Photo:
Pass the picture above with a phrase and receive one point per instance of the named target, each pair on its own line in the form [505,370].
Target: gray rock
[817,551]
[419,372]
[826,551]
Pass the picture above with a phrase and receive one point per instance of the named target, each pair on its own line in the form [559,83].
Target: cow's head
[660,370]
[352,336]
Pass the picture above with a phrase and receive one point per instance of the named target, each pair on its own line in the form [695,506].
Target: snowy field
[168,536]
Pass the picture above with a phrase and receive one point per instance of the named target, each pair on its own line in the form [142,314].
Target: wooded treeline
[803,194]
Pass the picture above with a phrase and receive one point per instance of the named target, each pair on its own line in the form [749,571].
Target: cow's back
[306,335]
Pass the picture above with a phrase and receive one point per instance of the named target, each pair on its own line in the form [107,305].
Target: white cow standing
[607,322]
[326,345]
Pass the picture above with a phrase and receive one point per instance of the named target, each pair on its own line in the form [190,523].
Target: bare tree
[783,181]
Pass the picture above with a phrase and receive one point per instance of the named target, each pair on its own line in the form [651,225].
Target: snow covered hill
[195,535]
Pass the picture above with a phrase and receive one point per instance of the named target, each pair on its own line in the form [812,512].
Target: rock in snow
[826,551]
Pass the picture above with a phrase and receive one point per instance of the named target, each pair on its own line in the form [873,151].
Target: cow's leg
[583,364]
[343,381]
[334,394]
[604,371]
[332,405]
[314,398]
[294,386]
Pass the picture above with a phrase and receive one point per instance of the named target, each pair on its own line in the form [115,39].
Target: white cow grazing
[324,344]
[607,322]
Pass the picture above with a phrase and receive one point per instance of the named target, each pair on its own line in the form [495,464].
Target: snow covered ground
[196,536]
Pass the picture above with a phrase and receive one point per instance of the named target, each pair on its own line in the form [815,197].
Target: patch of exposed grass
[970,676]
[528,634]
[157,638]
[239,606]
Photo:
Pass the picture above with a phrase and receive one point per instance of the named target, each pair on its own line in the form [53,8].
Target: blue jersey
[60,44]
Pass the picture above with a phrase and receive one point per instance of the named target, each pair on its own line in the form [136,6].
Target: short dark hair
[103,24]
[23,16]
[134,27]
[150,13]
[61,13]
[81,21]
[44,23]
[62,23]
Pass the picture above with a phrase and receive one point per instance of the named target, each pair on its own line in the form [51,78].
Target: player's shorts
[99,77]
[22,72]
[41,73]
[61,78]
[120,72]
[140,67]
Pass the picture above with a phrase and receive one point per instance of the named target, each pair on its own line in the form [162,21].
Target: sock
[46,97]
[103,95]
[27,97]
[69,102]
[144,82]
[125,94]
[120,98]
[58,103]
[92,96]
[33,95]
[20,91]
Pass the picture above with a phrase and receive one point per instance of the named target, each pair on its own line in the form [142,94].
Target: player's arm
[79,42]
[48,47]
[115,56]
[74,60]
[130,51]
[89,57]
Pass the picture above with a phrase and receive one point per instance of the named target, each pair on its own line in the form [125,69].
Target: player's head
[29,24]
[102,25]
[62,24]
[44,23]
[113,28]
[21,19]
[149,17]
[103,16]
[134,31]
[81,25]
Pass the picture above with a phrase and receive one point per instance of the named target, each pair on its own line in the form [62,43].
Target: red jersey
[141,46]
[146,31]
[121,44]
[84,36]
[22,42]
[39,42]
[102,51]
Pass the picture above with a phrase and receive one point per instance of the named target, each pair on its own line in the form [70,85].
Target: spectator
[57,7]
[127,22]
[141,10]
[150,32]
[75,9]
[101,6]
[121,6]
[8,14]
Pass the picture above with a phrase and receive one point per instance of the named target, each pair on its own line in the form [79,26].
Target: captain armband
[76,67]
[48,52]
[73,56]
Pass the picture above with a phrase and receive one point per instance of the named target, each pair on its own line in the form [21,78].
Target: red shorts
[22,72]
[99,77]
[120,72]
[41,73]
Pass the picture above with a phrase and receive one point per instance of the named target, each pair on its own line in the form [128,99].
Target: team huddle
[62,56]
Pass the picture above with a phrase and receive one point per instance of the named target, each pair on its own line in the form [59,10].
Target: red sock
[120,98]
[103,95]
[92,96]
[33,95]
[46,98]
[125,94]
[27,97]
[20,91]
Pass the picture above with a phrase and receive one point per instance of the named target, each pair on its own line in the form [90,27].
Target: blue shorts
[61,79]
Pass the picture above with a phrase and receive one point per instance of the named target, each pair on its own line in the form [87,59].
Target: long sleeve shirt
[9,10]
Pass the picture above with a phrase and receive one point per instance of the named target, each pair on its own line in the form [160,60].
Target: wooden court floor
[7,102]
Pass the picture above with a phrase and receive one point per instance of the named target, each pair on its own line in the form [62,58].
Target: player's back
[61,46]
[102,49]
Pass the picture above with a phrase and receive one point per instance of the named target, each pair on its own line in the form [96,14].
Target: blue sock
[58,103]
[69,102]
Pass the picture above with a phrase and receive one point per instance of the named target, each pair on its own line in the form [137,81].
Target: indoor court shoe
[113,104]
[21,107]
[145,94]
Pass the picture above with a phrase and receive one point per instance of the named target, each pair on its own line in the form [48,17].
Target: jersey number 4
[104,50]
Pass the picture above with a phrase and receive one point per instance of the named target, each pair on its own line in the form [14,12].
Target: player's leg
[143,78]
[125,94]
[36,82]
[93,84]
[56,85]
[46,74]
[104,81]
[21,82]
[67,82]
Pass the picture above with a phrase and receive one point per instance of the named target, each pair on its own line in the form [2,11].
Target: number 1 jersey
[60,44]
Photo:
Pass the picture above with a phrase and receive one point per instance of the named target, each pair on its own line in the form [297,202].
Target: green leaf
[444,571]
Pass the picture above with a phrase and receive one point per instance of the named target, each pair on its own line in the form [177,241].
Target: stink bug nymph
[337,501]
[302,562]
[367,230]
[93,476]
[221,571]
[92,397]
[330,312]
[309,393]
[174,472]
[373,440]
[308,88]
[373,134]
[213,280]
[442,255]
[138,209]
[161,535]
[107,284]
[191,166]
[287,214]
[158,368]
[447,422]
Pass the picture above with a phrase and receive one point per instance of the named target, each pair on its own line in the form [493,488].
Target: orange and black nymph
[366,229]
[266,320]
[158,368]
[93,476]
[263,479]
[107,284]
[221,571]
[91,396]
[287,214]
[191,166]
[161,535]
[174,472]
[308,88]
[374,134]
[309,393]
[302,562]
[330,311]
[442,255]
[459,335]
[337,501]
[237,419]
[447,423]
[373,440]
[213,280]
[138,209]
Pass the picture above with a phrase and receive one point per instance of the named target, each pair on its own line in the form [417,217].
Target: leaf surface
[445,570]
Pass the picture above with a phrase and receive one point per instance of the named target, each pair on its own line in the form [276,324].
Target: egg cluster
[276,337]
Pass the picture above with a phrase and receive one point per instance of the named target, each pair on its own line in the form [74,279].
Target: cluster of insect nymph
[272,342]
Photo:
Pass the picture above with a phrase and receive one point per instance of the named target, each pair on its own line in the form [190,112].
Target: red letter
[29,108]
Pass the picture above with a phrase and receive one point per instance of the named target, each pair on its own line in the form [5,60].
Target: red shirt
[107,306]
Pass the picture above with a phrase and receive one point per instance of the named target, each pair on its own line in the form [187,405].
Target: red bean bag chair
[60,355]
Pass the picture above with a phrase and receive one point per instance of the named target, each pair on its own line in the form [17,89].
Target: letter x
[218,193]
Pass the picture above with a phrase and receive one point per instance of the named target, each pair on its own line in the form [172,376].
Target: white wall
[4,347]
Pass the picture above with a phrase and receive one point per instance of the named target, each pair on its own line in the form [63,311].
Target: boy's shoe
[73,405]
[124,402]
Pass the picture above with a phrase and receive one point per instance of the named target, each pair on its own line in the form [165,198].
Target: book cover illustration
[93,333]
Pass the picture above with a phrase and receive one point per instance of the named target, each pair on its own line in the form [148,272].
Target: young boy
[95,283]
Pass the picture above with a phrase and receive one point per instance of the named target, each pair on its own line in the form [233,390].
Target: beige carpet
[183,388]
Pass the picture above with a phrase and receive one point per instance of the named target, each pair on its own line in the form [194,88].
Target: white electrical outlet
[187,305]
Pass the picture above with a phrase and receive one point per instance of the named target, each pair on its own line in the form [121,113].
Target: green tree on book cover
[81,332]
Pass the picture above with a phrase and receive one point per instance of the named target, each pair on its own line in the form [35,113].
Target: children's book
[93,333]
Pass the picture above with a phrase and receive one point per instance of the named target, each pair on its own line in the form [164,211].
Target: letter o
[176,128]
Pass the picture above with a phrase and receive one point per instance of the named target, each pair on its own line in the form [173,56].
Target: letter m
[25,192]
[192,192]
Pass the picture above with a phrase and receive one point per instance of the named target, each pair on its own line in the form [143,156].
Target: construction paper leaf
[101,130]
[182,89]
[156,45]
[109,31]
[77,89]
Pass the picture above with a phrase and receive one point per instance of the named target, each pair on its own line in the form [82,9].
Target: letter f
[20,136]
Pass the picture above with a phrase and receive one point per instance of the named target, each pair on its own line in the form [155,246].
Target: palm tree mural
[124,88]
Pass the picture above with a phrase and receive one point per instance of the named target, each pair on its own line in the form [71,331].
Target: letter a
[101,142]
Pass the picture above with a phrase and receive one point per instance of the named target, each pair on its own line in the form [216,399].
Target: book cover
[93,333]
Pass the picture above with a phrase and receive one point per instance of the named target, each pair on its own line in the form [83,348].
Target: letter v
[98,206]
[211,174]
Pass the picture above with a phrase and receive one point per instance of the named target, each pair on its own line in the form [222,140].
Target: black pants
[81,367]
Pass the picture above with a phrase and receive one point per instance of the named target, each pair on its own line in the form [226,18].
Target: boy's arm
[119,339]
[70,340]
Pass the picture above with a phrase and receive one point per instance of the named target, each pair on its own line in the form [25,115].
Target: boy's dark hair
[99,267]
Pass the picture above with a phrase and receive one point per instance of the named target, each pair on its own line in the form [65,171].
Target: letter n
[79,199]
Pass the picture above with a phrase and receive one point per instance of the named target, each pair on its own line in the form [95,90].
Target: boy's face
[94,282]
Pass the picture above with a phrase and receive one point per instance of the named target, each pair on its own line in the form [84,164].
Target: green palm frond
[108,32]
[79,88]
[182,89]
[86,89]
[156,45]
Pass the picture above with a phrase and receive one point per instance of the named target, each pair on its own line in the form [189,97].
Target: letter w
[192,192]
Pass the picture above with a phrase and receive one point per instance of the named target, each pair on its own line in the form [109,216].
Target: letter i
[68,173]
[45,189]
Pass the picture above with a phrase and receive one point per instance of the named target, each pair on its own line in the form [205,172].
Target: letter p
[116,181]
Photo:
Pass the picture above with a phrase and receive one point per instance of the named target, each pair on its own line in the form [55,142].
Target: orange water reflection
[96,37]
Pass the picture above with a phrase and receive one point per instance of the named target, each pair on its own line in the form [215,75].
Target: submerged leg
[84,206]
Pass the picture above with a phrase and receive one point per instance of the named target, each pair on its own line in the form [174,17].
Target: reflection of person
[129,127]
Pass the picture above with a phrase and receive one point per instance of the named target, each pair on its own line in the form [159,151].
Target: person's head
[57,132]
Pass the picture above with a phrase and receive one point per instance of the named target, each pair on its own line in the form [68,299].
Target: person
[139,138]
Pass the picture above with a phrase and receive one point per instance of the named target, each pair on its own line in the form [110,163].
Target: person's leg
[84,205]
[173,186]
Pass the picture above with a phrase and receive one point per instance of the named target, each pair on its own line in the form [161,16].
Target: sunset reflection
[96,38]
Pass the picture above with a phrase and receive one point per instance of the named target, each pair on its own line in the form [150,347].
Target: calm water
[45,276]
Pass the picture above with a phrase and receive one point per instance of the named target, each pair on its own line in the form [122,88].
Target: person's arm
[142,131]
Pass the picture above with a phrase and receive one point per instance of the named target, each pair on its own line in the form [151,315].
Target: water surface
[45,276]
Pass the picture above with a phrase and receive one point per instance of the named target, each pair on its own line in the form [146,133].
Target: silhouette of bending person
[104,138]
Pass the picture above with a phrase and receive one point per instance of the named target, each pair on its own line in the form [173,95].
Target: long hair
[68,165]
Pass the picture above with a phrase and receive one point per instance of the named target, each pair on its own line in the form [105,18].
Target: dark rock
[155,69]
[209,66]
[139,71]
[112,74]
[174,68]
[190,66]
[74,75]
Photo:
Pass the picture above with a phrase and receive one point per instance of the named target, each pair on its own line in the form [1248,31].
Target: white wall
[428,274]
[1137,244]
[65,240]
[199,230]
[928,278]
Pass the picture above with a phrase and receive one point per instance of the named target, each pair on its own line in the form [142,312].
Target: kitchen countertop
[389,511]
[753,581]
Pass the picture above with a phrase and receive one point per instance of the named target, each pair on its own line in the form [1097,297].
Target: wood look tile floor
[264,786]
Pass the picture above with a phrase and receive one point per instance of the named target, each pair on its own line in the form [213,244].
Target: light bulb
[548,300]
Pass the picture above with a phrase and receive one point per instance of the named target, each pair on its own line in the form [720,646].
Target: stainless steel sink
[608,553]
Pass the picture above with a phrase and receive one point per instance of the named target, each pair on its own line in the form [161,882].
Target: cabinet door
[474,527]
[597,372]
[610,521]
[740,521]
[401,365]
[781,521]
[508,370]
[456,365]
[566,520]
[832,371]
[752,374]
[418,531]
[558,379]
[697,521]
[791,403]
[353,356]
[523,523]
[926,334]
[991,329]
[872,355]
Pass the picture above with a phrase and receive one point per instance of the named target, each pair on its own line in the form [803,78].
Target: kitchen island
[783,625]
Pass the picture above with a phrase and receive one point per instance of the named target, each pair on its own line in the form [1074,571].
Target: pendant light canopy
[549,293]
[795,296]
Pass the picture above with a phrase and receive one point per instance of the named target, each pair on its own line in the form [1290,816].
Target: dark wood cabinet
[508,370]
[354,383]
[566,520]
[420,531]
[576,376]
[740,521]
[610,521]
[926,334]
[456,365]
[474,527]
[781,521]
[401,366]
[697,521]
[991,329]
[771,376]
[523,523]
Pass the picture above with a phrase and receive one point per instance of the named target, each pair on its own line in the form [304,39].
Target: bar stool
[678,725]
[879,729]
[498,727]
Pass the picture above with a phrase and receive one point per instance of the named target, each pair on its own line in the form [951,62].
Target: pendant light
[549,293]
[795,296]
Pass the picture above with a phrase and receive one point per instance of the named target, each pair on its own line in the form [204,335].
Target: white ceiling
__________________________________________________
▸ **Task to complete**
Begin at the line containing "the form [161,882]." and reproduce each line through the end of the records above.

▸ **Solution to the problem**
Pass the picture above with a phrase and receive one point per instance of the named target, each pair on its own line in the form [161,882].
Target: cabinet door
[474,527]
[597,372]
[610,521]
[740,521]
[401,365]
[781,521]
[508,370]
[456,365]
[566,520]
[832,371]
[752,374]
[418,531]
[558,379]
[697,521]
[791,403]
[353,356]
[523,523]
[926,334]
[991,329]
[872,355]
Pass the picture above with a phrase and receive one point per instance of the named target, each pair on its own line in the form [803,78].
Target: kitchen island
[783,625]
Pass the picture above with a phrase and receive one point per instance of the named target, each pair on its own line in the form [1074,571].
Target: pendant light canopy
[549,293]
[795,296]
Pass the picture above with a phrase and receive one point per instance of the named target, each pair on its own line in the form [1290,816].
Target: dark wood cabinet
[508,370]
[354,383]
[566,520]
[420,531]
[576,376]
[740,521]
[610,521]
[926,334]
[456,365]
[474,527]
[781,521]
[401,366]
[697,521]
[991,329]
[771,376]
[523,523]
Pass the picture above with a phrase and receive one point per instance of the named target, each pair on its own line in the form [304,39].
Target: bar stool
[678,725]
[879,729]
[498,727]
Pass the picture above with a phrase and receive one point per instance of the named target, each pair on its own line in the form [951,62].
Target: pendant light
[549,293]
[795,296]
Pass the picture above with a phrase and receive one point per instance of the named target, each pair on its own line in the form [204,335].
Target: white ceiling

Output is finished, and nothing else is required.